CONSIGNE.
Recopiez sans modification le passage de l'entretien sur la sécurité en Afrique reproduit ci-dessous, depuis « La visite d’Emmanuel » jusqu'à « du continent africain. » inclus.

EXTRAIT DU DOCUMENT.
-=-=-=-=-

La visite d’Emmanuel Macron en Algérie prévue les 2 et 3 mai prochains a été reportée, en raison d’un « manque de préparation des dossiers », l’occasion pour nous de faire un point avec un spécialiste. Officier supérieur dans l’infanterie de marine et enseignant en intelligence stratégique à l’École de guerre économique, Raphaël Chauvancy a notamment obtenu le prix de la Plume et l’Epée 2022 pour son essai Les nouveaux visages de la guerre. Il s’exprime ici à titre personnel sur les enjeux sécuritaires du continent africain.
Causeur. Les questions de sécurité militaire en Méditerranée sont aussi saillantes que mises de côté médiatiquement du fait de la guerre à l’Est. Récemment, la France a montré des signes de faiblesse en Afrique. Dans une lettre adressée au Conseil de sécurité de l’ONU, Abdoulaye Diop a accusé la France de soutenir et d’armer les terroristes au Mali. Comment interprétez-vous cela ?

-=-=-=-=-

Enregistrements de zones étiquetées
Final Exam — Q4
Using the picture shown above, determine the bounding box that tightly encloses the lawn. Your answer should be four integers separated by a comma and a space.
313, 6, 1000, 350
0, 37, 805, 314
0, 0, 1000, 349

-=-=-=-=-

RÉPONSE CI-DESSOUS.
La visite d’Emmanuel Macron en Algérie prévue les 2 et 3 mai prochains a été reportée, en raison d’un « manque de préparation des dossiers », l’occasion pour nous de faire un point avec un spécialiste. Officier supérieur dans l’infanterie de marine et enseignant en intelligence stratégique à l’École de guerre économique, Raphaël Chauvancy a notamment obtenu le prix de la Plume et l’Epée 2022 pour son essai Les nouveaux visages de la guerre. Il s’exprime ici à titre personnel sur les enjeux sécuritaires du continent africain.